▸ DOCUMENT SEGMENT:
Content starts

Chrissy Teigen is showing off the scars from her breast implant removal surgery, because "nobody believes" she actually underwent the procedure. The model took to her Instagram Story Sunday to give an up-close and personal look at the aftermath of the removal as she lifted up her yellow bathing suit top to show healing scars.
"A few of my friends keep having to tell people that I really got my implants out because nobody believes it," she said in the video. "These are the scars." In case that wasn't proof enough, Teigen shared a graphic photo from the actual surgery, showing her newly-stapled breasts censored with blue heart emojis. "Trust me lol," she wrote on the picture.
Teigen revealed in May she was having her implants removed after more than a decade since her initial augmentation. "They’ve been great to me for many years but I’m just over it,” she wrote in an Instagram post on May 26. "I’d like to be able to zip a dress in my size, lay on my belly with pure comfort! No biggie!"
The supermodel first admitted to having breast implants in an interview with Glamour UK, saying her feelings about her boobs had changed after welcoming her kids — Luna, 4, and Miles, 2 — with husband John Legend. "Yeah, I did my boobs when I was about 20 years old," she said at the time. "It was more for a swimsuit thing. I thought if I’m going to be posing, laid on my back, I want them to be perky! But then you have babies and they fill up with milk and deflate and now I am screwed."
Teigen said that she went for implants that kept her at the same cup size, just filled out her breasts so they were "rounder and firmer," but that as years went on, she began to sour on the implants. "I want them out now," she said, explaining that if she was interested in a possible lift, but had come to think of plastic surgery differently as a mother "When you have kids you think about [the risks] of surgery and I think, ‘This is not the way I want to die, in boob surgery,'" she quipped.
Being so open about her implants was important for Teigen, who opined that social media has set "expectations" for people of perfection. "Everyone filters their s—, edits or Facetunes so you forget what normal faces or bodies look like. It’s not fair and it makes you jealous of other people’s bodies," she said. "It’s lying to people by omission. But also, while you want to teach your kids to be comfortable in their own skin, you want to tell them everything you can and let them decide."

Content ends

▸ SOURCE INFORMATION:
Content starts

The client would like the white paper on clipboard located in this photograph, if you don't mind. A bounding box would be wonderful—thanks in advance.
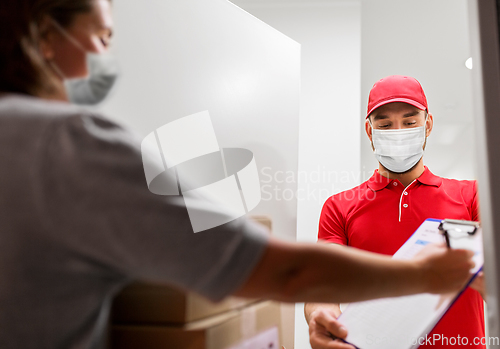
[338,219,483,349]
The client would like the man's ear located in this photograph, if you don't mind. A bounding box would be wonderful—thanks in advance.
[425,113,434,137]
[38,16,57,60]
[365,118,373,143]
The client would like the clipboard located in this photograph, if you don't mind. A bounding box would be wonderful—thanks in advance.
[338,218,484,349]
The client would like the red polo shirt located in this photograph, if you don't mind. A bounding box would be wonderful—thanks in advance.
[318,167,486,349]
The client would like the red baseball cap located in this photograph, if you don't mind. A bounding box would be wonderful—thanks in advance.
[366,75,429,117]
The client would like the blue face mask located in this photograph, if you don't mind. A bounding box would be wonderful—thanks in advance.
[53,21,119,105]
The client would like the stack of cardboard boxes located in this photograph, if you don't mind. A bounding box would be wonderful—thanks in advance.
[110,217,281,349]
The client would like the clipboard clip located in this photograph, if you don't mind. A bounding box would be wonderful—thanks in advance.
[438,219,479,248]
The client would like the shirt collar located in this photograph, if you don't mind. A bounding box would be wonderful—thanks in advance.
[367,170,392,191]
[367,166,443,191]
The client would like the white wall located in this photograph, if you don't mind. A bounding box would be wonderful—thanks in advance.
[100,0,300,343]
[101,0,300,239]
[229,0,361,349]
[360,0,475,179]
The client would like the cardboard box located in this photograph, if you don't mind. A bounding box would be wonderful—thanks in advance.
[111,216,272,324]
[111,301,281,349]
[111,282,257,325]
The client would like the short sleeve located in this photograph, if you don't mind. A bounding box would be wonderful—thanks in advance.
[318,196,348,245]
[37,115,267,300]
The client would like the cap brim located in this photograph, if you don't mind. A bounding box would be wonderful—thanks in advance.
[366,98,427,118]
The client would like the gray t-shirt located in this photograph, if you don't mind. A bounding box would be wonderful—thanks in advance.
[0,94,267,349]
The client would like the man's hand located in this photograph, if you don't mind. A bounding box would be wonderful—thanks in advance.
[309,308,355,349]
[414,244,474,293]
[470,271,486,300]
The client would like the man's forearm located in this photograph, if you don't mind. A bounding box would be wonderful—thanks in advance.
[304,303,342,323]
[236,239,471,303]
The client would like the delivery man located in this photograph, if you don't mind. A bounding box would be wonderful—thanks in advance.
[305,76,484,349]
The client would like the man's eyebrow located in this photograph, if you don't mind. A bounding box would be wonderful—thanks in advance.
[403,110,420,118]
[373,114,389,120]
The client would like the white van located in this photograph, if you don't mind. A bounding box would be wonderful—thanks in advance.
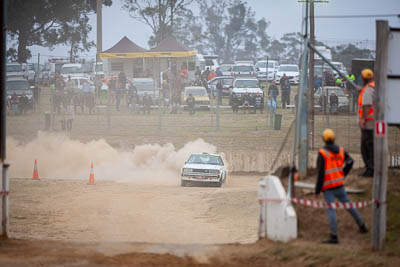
[61,64,84,80]
[255,60,279,81]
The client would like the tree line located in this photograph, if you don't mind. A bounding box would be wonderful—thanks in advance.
[7,0,374,70]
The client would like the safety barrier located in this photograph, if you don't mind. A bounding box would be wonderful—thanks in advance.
[258,198,380,209]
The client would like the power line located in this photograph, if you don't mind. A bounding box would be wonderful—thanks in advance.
[314,14,400,19]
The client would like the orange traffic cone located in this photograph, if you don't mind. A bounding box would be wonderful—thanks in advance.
[89,162,94,184]
[32,159,39,180]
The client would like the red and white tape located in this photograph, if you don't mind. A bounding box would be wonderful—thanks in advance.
[259,198,379,209]
[0,190,10,196]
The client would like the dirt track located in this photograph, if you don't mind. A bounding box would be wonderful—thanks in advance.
[10,176,260,244]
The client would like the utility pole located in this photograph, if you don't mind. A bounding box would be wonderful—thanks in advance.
[96,0,103,57]
[296,0,312,177]
[371,20,390,250]
[308,1,315,150]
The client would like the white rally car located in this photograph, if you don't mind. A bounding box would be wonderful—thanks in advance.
[181,153,227,187]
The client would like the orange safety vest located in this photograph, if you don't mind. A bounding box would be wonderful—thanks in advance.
[358,81,375,121]
[319,147,344,191]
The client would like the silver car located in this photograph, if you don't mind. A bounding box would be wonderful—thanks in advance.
[181,153,227,187]
[314,86,349,111]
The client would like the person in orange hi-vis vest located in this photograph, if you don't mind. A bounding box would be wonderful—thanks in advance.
[315,129,368,244]
[358,69,375,177]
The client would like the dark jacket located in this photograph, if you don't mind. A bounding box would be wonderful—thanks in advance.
[315,144,354,195]
[268,84,279,97]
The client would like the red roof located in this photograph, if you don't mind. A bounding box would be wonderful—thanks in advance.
[150,36,191,52]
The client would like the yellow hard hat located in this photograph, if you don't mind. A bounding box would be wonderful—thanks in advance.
[322,129,335,142]
[361,69,374,80]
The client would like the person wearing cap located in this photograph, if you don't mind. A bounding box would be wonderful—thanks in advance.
[315,129,368,244]
[358,69,375,177]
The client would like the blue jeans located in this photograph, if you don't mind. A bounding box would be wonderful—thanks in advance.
[324,186,364,236]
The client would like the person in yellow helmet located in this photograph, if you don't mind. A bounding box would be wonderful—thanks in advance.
[358,69,375,177]
[315,129,368,244]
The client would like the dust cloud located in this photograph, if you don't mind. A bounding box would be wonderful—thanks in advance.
[7,132,222,185]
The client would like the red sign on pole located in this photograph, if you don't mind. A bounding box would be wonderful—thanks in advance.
[375,121,386,137]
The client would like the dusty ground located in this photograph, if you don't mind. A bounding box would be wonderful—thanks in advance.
[0,172,400,266]
[0,86,400,267]
[10,176,259,244]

Content ends

▸ EXERCISE OBJECTIVE:
List every person named in the article on Chrissy Teigen's implant removal.

▸ OUTPUT FOR THIS TASK:
Chrissy Teigen, Luna, Miles, John Legend